Segmentation mask data:
..........

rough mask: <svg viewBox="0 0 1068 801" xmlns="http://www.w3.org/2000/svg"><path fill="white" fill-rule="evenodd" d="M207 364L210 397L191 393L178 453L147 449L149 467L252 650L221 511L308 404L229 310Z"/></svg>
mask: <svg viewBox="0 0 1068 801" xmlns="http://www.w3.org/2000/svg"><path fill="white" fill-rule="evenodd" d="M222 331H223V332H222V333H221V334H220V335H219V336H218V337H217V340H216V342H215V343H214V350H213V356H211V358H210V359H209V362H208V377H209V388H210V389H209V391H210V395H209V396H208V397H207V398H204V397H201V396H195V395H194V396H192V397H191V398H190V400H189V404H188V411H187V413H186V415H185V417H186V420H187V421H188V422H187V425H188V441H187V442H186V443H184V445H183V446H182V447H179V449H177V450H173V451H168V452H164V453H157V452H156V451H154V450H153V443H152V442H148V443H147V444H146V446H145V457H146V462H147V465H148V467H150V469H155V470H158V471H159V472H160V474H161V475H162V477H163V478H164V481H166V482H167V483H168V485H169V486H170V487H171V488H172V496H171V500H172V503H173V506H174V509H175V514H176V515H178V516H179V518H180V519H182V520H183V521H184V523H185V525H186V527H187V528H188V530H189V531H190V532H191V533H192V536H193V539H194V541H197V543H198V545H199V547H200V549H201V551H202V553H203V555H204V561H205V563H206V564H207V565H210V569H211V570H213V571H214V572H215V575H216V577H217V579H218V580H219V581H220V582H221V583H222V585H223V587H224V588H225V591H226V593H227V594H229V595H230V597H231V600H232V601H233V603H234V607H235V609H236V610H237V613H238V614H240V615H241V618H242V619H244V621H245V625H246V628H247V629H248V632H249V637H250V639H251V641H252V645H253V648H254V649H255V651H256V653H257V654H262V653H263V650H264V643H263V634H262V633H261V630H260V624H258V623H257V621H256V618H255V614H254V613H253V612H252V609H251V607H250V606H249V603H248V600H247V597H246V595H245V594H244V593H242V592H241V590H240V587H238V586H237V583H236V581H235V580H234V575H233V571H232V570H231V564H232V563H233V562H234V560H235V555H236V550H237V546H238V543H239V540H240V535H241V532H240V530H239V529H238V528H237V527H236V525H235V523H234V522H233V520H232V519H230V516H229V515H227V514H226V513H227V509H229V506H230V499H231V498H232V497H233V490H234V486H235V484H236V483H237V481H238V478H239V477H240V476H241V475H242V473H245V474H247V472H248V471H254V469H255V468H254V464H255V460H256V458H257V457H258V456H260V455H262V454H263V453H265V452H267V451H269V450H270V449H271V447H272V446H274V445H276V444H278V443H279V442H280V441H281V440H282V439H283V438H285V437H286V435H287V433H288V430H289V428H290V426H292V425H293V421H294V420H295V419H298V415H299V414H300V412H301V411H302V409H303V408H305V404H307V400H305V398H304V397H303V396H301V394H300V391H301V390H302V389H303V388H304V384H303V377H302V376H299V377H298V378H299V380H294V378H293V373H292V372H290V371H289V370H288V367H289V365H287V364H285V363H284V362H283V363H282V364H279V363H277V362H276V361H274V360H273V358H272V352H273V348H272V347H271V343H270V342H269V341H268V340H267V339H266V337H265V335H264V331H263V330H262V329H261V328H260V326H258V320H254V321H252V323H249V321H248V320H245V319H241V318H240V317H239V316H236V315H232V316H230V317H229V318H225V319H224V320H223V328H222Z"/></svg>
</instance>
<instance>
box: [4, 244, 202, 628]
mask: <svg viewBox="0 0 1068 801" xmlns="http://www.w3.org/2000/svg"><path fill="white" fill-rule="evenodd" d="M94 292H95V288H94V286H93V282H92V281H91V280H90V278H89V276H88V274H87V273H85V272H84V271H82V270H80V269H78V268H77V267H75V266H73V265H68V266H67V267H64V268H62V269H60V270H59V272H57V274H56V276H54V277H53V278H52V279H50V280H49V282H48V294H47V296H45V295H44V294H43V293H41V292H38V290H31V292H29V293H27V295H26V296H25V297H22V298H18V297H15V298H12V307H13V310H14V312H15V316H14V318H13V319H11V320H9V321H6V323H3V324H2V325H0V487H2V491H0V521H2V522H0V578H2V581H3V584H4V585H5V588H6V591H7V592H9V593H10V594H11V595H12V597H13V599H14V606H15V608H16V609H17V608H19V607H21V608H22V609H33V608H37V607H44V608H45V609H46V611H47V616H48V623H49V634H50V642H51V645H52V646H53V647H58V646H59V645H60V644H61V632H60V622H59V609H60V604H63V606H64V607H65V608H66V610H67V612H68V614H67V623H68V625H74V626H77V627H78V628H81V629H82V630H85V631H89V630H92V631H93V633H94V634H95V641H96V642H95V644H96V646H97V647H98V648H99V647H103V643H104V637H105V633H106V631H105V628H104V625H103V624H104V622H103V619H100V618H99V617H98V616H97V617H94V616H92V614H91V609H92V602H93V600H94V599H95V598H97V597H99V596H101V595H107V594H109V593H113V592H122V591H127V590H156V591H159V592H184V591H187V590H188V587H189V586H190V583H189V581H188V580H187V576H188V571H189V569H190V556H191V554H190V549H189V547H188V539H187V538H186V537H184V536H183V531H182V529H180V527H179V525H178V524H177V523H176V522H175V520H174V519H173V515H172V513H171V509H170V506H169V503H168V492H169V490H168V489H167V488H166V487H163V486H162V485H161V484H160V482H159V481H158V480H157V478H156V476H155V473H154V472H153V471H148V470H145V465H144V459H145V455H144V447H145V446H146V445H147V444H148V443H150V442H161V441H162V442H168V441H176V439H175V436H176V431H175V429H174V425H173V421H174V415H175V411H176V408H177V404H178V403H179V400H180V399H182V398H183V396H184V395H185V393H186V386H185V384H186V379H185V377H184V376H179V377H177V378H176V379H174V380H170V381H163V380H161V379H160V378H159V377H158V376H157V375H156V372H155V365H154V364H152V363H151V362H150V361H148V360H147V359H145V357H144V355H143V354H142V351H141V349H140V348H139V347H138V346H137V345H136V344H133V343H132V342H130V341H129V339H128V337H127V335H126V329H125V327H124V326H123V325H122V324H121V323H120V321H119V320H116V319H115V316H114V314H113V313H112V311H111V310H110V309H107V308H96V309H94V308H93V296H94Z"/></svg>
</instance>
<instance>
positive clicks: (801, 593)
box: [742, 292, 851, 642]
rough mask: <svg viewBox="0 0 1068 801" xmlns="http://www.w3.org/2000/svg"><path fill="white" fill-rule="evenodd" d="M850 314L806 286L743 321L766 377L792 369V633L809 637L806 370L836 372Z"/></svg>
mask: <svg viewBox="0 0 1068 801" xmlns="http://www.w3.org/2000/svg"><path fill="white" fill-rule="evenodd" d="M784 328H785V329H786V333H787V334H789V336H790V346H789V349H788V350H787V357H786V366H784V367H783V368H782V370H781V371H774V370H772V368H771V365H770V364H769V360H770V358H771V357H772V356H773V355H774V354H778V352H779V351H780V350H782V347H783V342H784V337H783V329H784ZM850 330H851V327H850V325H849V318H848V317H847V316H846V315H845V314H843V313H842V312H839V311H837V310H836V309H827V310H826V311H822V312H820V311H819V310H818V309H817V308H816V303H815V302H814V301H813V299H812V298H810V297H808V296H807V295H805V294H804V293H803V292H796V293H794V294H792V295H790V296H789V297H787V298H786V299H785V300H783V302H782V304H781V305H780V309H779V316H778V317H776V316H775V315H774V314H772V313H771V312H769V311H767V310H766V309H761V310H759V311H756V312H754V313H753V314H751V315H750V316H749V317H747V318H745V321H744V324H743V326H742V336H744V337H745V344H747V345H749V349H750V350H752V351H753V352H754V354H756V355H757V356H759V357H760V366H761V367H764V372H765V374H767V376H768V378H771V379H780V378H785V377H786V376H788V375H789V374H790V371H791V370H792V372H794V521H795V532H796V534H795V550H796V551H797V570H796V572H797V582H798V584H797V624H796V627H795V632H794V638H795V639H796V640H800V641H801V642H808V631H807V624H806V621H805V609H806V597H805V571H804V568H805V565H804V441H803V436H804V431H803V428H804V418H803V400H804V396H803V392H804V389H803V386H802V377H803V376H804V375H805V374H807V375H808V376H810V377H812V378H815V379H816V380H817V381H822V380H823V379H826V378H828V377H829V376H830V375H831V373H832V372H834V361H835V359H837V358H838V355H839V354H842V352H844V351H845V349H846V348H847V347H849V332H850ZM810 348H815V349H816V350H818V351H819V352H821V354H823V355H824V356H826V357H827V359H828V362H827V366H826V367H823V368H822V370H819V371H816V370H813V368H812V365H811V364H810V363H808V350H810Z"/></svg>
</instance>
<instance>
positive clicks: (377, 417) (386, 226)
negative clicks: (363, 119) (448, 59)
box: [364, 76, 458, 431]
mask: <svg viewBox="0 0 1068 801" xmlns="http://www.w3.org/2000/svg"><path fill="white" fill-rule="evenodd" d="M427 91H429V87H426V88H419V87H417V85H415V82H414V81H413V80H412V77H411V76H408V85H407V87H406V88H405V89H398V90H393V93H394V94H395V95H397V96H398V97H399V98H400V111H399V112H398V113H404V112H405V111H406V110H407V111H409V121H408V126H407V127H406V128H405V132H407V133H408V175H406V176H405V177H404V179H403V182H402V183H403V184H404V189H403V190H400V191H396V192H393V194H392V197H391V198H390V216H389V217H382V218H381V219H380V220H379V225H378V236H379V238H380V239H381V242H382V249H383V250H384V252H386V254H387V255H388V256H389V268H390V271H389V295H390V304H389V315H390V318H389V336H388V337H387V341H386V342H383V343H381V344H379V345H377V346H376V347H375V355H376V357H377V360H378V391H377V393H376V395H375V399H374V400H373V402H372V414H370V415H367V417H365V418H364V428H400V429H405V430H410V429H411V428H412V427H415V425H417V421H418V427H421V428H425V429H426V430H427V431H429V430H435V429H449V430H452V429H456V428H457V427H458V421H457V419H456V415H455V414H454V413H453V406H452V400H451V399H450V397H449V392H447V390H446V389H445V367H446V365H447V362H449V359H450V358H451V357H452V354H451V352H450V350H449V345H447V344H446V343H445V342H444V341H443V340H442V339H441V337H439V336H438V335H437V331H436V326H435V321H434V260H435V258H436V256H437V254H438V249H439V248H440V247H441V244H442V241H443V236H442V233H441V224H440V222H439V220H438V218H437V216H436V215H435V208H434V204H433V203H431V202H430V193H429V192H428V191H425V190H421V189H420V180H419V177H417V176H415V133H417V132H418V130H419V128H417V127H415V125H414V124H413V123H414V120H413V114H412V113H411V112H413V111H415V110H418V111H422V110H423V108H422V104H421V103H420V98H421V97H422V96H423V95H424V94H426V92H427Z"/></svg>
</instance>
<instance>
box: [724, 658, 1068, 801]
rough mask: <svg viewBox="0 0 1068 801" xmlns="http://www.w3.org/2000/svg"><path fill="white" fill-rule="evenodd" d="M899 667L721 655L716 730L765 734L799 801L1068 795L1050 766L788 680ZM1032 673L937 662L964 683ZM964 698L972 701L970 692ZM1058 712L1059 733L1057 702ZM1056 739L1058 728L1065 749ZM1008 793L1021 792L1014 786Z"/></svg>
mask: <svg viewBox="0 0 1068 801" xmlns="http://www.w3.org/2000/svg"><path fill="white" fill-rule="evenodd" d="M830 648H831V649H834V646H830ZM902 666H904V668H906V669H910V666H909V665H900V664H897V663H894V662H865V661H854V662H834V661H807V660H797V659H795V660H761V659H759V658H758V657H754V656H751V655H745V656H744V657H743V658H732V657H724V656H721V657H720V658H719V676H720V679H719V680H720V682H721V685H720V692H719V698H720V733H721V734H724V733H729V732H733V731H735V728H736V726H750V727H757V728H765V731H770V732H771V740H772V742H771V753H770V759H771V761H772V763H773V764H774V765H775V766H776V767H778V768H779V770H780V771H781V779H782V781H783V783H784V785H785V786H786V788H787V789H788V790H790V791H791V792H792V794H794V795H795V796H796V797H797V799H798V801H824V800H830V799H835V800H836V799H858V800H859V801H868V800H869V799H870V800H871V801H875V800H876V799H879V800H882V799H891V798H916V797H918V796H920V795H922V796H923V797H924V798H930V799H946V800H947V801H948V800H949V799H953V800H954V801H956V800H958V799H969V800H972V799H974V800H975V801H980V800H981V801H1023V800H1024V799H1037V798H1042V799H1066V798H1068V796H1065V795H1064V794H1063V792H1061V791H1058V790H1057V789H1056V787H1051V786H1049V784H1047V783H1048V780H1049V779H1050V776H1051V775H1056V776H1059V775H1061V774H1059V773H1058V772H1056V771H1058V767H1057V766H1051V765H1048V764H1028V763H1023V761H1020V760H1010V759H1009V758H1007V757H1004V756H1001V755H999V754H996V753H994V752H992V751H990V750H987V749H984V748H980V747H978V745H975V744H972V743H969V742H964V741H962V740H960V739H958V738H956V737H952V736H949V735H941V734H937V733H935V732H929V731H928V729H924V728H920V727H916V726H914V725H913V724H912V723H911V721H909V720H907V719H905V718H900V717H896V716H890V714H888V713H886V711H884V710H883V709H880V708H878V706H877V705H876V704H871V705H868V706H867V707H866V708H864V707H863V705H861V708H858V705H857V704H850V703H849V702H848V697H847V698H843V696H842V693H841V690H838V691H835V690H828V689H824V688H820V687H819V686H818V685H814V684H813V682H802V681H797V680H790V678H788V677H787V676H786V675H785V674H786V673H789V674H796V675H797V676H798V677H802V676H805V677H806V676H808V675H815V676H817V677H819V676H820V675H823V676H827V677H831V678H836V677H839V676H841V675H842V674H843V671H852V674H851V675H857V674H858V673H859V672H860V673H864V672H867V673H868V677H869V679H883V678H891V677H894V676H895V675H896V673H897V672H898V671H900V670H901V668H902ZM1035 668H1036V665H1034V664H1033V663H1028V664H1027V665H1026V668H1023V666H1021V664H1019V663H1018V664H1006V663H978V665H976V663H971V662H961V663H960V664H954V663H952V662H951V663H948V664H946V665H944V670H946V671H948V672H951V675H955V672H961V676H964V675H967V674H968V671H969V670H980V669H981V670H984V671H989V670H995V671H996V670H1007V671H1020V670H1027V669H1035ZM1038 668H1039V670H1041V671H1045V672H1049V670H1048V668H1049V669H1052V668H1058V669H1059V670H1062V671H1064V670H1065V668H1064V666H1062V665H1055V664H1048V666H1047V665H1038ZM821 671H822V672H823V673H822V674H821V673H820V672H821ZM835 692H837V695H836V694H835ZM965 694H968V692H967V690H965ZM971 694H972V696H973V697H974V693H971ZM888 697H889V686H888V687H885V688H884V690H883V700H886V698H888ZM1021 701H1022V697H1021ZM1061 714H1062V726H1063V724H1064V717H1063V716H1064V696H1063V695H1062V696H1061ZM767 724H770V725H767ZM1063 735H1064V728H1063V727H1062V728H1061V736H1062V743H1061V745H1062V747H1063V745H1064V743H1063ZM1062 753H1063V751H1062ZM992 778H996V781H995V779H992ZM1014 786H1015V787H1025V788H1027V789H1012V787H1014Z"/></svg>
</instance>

..........

**Problem requirements**: In the records above, locate every line with the string "clicks" and copy it.

**Answer to the exercise**:
positive clicks: (801, 593)
positive clicks: (377, 417) (386, 226)
negative clicks: (363, 119) (448, 59)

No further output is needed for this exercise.